# [Assignment]
Go through the records that follow and tally the lines with "exact" in them; answer with the number alone.

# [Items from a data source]
*** Block opens ***

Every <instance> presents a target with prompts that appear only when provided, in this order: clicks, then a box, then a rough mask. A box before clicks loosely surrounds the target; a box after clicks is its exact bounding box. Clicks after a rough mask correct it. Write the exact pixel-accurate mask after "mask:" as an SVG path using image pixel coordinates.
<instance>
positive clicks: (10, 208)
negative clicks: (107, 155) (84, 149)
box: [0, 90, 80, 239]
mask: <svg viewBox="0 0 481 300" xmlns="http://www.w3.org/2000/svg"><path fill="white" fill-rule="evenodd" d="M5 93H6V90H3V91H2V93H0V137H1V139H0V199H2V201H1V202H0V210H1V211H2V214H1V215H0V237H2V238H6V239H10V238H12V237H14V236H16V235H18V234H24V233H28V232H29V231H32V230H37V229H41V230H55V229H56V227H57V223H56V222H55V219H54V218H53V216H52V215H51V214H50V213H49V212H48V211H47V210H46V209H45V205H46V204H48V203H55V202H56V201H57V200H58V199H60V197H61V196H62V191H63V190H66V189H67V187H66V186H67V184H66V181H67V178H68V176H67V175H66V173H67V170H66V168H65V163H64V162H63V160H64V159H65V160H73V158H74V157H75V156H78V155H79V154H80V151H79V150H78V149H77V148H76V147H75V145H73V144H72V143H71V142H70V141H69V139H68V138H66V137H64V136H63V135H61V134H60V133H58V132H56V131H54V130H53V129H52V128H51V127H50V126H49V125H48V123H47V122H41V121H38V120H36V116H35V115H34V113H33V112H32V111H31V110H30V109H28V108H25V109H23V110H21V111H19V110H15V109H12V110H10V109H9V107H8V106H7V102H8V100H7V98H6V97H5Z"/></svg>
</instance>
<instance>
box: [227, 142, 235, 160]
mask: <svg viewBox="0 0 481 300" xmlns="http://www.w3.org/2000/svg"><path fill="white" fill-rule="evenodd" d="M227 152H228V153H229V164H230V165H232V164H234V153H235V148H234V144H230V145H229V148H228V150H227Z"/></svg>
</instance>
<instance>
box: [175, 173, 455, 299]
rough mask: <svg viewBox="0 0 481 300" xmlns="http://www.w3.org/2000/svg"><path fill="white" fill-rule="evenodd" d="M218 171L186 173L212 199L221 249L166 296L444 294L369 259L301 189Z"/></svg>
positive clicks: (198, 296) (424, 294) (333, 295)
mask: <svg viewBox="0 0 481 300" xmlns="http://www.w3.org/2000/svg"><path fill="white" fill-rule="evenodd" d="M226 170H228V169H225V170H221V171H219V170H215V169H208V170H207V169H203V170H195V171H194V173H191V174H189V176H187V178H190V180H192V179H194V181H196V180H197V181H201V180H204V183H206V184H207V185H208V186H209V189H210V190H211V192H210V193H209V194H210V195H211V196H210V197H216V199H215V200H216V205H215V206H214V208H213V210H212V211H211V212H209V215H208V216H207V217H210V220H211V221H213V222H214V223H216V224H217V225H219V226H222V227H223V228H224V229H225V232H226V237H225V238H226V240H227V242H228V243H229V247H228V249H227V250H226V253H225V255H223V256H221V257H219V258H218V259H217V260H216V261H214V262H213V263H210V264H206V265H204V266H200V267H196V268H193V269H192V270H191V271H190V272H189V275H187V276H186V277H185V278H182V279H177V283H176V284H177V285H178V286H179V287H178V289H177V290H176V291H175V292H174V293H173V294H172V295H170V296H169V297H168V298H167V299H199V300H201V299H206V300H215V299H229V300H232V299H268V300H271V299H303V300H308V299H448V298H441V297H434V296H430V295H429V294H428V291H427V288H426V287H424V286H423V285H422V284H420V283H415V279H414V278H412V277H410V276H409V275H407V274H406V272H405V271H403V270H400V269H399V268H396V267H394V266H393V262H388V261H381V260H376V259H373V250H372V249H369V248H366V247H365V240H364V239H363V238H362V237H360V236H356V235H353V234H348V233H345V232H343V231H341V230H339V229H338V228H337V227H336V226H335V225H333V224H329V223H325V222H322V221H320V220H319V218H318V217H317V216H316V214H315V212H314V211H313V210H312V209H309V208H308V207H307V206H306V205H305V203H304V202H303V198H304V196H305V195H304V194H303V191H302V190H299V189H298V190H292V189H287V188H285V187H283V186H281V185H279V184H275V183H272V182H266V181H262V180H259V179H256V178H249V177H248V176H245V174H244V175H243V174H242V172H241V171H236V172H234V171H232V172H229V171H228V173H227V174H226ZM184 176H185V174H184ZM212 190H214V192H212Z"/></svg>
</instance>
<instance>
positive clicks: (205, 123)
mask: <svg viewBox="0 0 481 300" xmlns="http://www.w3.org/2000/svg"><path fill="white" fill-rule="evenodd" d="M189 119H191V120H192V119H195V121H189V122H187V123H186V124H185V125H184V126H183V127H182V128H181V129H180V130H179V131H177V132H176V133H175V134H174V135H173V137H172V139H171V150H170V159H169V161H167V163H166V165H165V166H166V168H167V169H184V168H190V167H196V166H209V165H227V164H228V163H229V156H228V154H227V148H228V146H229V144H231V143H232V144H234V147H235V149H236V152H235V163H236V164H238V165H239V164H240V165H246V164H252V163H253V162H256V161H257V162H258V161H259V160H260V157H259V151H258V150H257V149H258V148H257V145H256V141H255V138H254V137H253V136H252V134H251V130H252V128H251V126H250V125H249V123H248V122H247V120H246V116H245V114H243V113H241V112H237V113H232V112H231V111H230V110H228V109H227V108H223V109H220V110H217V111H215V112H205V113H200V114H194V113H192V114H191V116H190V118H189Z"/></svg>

*** Block closes ***
*** Block opens ***

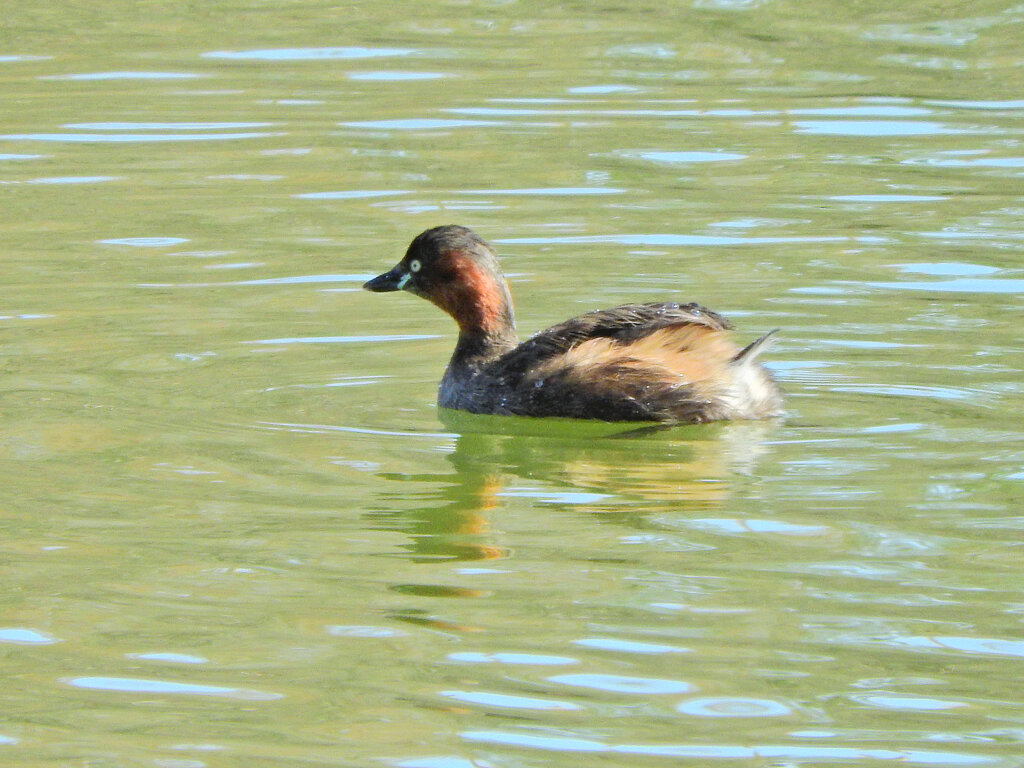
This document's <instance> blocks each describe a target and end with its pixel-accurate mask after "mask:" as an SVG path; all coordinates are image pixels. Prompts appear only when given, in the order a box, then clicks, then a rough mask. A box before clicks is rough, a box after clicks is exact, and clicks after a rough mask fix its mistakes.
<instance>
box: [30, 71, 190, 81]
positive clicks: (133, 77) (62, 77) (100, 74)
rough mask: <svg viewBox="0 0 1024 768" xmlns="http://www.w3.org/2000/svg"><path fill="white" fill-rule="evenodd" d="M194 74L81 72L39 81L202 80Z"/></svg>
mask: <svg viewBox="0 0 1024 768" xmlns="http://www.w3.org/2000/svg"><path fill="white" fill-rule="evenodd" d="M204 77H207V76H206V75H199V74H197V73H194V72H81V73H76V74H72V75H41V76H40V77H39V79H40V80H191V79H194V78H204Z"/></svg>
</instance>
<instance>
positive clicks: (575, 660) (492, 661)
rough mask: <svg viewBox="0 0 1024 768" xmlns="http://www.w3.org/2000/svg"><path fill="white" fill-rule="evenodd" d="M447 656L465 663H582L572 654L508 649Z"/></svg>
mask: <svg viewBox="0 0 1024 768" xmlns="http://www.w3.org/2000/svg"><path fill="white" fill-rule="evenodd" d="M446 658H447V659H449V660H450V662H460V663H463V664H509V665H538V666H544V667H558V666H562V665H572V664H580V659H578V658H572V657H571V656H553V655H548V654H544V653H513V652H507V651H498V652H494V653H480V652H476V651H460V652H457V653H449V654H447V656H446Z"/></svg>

*** Block closes ***
*** Block opens ***

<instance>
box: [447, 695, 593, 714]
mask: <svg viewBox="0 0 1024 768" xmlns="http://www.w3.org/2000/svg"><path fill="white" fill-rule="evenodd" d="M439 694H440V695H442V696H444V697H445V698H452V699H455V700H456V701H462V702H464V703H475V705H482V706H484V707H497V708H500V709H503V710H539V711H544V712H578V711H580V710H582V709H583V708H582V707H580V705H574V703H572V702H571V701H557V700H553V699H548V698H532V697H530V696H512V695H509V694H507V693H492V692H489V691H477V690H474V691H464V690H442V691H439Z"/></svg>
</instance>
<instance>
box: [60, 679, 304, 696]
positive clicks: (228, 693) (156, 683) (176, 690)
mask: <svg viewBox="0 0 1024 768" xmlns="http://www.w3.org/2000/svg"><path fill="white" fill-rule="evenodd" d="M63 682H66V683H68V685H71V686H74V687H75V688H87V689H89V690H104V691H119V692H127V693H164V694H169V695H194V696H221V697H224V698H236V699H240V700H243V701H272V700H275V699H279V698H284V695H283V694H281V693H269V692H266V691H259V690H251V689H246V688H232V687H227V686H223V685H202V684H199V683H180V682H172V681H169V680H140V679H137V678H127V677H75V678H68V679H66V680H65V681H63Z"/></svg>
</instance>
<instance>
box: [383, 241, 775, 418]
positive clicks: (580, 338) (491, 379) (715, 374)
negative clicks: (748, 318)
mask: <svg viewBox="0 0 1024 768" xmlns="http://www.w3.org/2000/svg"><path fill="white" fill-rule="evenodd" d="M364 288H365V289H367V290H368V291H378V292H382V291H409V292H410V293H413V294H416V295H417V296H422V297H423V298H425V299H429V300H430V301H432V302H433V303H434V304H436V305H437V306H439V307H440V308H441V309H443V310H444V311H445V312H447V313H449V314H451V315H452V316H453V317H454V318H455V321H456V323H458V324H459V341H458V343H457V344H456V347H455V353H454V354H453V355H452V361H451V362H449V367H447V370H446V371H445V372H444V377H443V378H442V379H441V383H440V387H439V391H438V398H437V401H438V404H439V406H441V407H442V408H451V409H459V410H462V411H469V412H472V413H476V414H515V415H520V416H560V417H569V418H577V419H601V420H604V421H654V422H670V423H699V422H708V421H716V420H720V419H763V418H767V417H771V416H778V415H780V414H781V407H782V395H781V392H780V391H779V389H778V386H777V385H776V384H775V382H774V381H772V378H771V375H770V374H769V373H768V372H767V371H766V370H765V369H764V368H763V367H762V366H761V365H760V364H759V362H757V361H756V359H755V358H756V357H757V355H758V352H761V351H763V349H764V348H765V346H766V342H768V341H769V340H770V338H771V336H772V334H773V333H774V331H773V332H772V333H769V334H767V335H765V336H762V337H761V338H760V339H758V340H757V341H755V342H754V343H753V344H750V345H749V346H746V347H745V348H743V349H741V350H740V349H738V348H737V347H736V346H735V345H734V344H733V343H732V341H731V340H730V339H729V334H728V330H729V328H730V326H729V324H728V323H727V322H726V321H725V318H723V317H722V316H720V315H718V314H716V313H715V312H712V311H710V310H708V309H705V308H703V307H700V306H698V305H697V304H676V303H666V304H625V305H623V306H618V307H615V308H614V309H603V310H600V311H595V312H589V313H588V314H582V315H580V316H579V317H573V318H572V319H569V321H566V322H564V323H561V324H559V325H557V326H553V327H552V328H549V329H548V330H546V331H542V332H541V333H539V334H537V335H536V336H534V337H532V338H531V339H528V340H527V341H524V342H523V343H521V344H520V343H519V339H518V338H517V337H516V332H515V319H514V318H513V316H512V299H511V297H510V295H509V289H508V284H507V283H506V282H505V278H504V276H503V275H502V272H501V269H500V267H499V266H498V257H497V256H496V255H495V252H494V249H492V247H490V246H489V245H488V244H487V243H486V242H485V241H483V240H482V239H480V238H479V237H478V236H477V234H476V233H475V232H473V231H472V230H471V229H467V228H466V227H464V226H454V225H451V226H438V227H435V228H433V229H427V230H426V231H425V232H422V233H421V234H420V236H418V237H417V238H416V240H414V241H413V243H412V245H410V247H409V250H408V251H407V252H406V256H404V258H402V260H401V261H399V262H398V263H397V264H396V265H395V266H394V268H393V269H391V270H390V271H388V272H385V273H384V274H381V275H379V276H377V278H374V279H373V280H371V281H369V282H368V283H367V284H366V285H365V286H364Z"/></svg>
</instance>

*** Block closes ***

# [Response for this exercise]
2